# Things to do
A - What sets Lumière apart among the band's releases, according to the album text? Explain in one to three sentences.
B - Which lines of the entries contain the word "point"? Collect all of them.

Studio album by The Afterimage
- Released: August 28, 2015
- Recorded: Sundown Studios
- Genre: Progressive metal, mathcore
- Length: 27:10
- Label: Tragic Hero Records
- Producer: Jordan Valeriote

= Lumière (EP) =

Lumière is an EP from Canadian metalcore band The Afterimage. The EP was released on August 28, 2015 in North America through Tragic Hero Records. It was produced by Jordan Valeriote at Sundown Studios in Guelph, Ontario and is the band's first release since their debut EP Formless in 2012.

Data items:
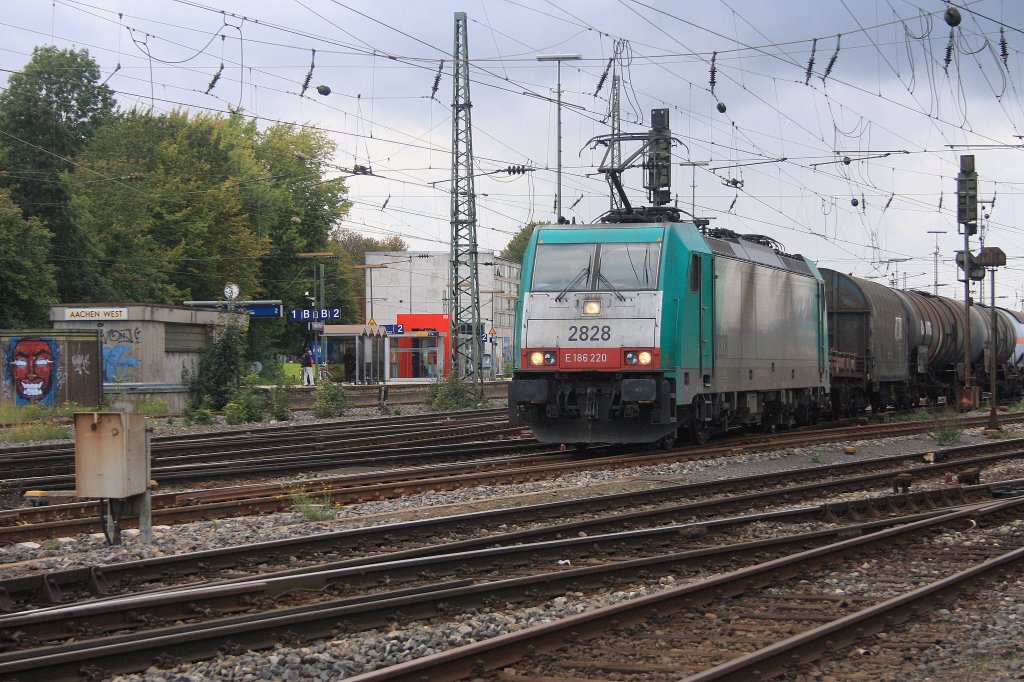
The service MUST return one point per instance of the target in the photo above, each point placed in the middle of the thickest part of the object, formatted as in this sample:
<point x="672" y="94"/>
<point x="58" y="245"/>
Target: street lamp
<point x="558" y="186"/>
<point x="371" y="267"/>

==

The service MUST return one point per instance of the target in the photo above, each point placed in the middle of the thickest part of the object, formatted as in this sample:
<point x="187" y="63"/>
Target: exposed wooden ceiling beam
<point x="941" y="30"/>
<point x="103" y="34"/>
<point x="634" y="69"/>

# Solutions to the exercise
A - Lumière is The Afterimage's first release since their debut EP, Formless, which came out in 2012. That three-year gap ended when Tragic Hero Records released Lumière in North America on August 28, 2015.

B -
The service MUST return one point per instance of the target in the photo above, each point placed in the middle of the thickest part of the object, formatted as in this sample:
<point x="672" y="94"/>
<point x="58" y="245"/>
<point x="558" y="186"/>
<point x="371" y="267"/>
The service MUST return one point per instance of the target in the photo above, each point placed in the middle of the thickest part of the object, formatted as in this sample:
<point x="187" y="63"/>
<point x="941" y="30"/>
<point x="103" y="34"/>
<point x="634" y="69"/>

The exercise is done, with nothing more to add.